Pointing records:

◆ ◆ ◆ ◆

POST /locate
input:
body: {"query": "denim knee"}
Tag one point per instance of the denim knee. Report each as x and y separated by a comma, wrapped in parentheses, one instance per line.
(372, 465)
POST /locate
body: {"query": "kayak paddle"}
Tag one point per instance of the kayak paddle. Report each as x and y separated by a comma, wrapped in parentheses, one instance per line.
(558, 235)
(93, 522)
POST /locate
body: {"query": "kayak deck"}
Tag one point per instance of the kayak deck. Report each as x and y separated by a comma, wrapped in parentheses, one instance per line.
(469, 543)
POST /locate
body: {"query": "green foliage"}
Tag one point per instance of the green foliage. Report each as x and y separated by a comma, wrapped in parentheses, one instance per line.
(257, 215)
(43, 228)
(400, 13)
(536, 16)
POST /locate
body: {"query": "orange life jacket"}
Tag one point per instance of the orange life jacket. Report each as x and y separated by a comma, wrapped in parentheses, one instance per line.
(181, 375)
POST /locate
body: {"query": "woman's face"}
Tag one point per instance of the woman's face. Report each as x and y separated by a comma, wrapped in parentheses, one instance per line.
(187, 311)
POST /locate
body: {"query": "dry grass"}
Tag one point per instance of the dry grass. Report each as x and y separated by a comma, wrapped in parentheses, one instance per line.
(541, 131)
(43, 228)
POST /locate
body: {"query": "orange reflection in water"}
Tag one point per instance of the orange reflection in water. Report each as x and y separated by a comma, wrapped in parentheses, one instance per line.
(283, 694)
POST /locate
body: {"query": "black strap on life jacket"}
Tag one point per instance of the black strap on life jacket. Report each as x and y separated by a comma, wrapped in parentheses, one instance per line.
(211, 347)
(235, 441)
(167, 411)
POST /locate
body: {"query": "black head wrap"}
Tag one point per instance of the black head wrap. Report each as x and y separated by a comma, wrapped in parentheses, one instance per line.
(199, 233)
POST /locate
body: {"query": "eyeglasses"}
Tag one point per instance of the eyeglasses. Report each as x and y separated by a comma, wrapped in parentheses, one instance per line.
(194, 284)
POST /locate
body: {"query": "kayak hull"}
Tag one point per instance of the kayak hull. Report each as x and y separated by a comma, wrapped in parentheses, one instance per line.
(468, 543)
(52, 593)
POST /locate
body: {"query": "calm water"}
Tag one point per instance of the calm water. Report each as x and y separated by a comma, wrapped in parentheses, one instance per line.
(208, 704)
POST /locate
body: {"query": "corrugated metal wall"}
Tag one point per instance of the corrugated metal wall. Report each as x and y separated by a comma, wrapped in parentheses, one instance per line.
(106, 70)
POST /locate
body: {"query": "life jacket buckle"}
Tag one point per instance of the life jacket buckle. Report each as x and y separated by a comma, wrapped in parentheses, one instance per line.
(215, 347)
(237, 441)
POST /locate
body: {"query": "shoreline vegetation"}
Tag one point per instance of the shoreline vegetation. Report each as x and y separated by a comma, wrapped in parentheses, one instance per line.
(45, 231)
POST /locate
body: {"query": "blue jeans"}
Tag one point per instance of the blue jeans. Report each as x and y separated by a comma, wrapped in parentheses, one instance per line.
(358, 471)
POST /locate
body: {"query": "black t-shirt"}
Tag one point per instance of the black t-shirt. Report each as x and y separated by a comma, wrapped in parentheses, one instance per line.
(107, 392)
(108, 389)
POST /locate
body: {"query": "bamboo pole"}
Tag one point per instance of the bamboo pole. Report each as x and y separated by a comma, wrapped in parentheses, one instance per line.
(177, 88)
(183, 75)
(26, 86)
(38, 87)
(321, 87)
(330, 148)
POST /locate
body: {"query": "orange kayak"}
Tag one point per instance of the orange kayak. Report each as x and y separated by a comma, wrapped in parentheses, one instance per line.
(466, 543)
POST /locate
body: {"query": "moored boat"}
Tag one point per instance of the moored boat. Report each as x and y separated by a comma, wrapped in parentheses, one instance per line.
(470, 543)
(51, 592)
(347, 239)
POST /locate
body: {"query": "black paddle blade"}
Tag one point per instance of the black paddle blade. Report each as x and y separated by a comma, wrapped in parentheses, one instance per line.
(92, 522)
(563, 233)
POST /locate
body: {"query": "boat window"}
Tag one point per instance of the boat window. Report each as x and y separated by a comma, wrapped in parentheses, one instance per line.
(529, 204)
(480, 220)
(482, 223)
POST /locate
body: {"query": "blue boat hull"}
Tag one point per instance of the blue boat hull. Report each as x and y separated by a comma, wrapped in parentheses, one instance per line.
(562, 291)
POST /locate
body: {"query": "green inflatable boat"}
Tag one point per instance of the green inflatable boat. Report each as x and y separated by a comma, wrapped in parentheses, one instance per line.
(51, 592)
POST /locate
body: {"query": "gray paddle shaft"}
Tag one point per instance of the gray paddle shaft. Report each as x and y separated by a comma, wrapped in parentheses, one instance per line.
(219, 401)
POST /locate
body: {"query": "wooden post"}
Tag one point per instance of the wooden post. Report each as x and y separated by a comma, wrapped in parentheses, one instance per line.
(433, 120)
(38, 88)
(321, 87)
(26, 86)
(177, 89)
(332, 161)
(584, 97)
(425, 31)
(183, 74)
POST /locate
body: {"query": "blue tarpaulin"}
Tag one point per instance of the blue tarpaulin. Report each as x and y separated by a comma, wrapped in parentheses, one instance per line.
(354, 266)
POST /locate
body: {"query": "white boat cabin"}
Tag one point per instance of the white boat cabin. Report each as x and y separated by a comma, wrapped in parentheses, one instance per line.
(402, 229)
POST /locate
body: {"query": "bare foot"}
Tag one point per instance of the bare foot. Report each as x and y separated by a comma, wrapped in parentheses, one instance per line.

◆ ◆ ◆ ◆

### DO THIS
All of the lines above must be returned exactly.

### SOLUTION TO THE EXERCISE
POST /locate
input:
body: {"query": "denim knee"}
Tag one point per instance of the denim knee. Report each as x and y separated by a comma, wrapped in parentheses, one instance per line.
(372, 465)
POST /locate
body: {"query": "kayak paddle"}
Tag one point per instance of the kayak paddle. Report each as x and y separated by a comma, wrapped in parentheses, one instance per line.
(558, 235)
(93, 522)
POST /locate
body: {"query": "kayak deck"}
Tag one point per instance of the kayak deck. Report each as x and y separated by a comma, wrapped in parentheses, one instance per line.
(469, 543)
POST /locate
body: {"query": "green foliage"}
Tag one point per instance of the green foliage. Report each as x and y separated by a comma, wrapped in parentheses, one instance per line.
(257, 215)
(43, 228)
(400, 13)
(536, 16)
POST /locate
body: {"query": "orange life jacket"}
Tag one point per instance of the orange life jacket. Report each as x and y separated by a comma, wrapped in parentheses, one instance per line.
(181, 375)
POST /locate
body: {"query": "woman's face"}
Tag one point per instance of the woman's face. Report each as x and y separated by a comma, wrapped in parentheses, one instance per line.
(187, 311)
POST /locate
body: {"query": "dry grass"}
Tag one point per instance of the dry grass. Report each as x and y separated by a comma, wrapped in parentheses, one instance per line.
(541, 131)
(43, 228)
POST /locate
body: {"query": "orange reflection in water"}
Tag one point per instance of the orange reflection in water. Report each as x and y separated by a comma, wrapped in parentheses, one instance per line.
(283, 694)
POST /locate
body: {"query": "black strap on life jacket"}
Tag one point per instance of the black strap on life jacket. Report each as x and y separated by a comma, wrapped in parentheses, one instance per line.
(211, 347)
(235, 441)
(167, 411)
POST /locate
body: {"query": "black head wrap"}
Tag one point per instance of the black head wrap. Report each as x and y separated by a comma, wrapped in parentheses, one instance per line.
(199, 233)
POST /locate
body: {"query": "eyeglasses"}
Tag one point per instance of the eyeglasses. Report each as x and y separated by a comma, wrapped in parentheses, one instance per line.
(194, 284)
POST /locate
body: {"query": "kayak hull"}
Tag one point per instance of the kayak hull. Report each as x and y separated by a comma, wrapped in parentheses, one instance per line.
(468, 543)
(52, 593)
POST /locate
body: {"query": "calm water"}
Tag one point per instance of the calm water. Report each as x and y separated by a comma, wrapped in parentheses, one instance per line.
(208, 704)
POST /locate
body: {"query": "corrugated metal wall"}
Tag one point per instance of the corrugated metal wall. Report each as x and y separated by a comma, wrapped in parentheses, one instance per line.
(106, 70)
POST /locate
body: {"query": "life jacket buckle"}
Tag one point per instance of the life jacket buckle. Report each as x and y separated by a comma, wrapped in parentheses, one instance per line.
(215, 347)
(237, 441)
POST /locate
body: {"query": "shoreline vegetation"}
Tag one point per instance of the shoreline vegetation. Report each as x and y separated by a comma, wrapped in parentheses, one instance per line.
(45, 231)
POST /locate
body: {"query": "blue jeans"}
Tag one point per instance of the blue jeans. Report each as x and y separated by a comma, wrapped in parentheses, one instance per line.
(358, 471)
POST /locate
body: {"query": "black t-shirt"}
Tag one point per instance of the black t-shirt. Report each as x and y separated by a comma, wrapped in parentheses, one instance per line.
(107, 392)
(108, 389)
POST /locate
body: {"query": "bamboo pole"}
Tag one point per instance of the bamboo pole. Report each as x and y separated by a comma, wrapped in parentheses, one instance per line.
(177, 88)
(183, 75)
(26, 86)
(38, 87)
(321, 87)
(330, 148)
POST /locate
body: {"query": "orange kayak"}
Tag one point per instance of the orange kayak. Report each as x and y separated by a comma, wrapped in parentheses, one instance per line.
(466, 543)
POST /locate
body: {"query": "moored boat"}
Tag one point per instance of the moored boat. Report each as x and y separated by a comma, wrapped in parentheses, one instance per line.
(470, 543)
(51, 592)
(347, 239)
POST /locate
body: {"query": "black paddle blade"}
Tag one point per instance of the black paddle blade. Report each as x and y separated by a comma, wrapped in parentheses, one instance per line.
(92, 522)
(563, 233)
POST /locate
body: {"query": "boat window"}
Tag one point per instance of the boat window. Report each as x and y separated by a comma, wrapped in parentheses, one instance per line.
(529, 204)
(480, 220)
(482, 223)
POST /locate
body: {"query": "blue boat hull"}
Tag one point per instance of the blue boat hull. Report each as x and y separated by a comma, wrapped in parentheses, one instance per line.
(562, 291)
POST /locate
body: {"query": "green inflatable boat"}
Tag one point per instance of the green inflatable boat. Report each as x and y separated by a comma, wrapped in parentheses, one instance per line.
(51, 592)
POST /locate
body: {"query": "gray paddle shaft"}
Tag one point per instance of the gray paddle shaft. Report each as x and y separated by a comma, wrapped in parentheses, one instance per line.
(219, 401)
POST /locate
body: {"query": "wooden post"}
Tag one point per instance of the wooden post. Report each as x and y separated by a comma, wrapped in parentheses, one instance per line.
(433, 120)
(38, 88)
(321, 87)
(26, 86)
(177, 89)
(332, 161)
(584, 97)
(425, 31)
(183, 74)
POST /locate
body: {"query": "blue tarpaulin"}
Tag one point per instance of the blue tarpaulin. Report each as x and y separated by a comma, wrapped in parentheses, one instance per line.
(354, 266)
POST /locate
body: {"query": "white boat cabin"}
Tag one point per instance of the white boat cabin. Report each as x and y separated by a comma, wrapped in parentheses, one instance per line.
(402, 229)
POST /locate
body: {"query": "bare foot"}
Tag one point per instance of the bare foot. Report each as x and y separated by a comma, wrapped in parentheses, one instance per line.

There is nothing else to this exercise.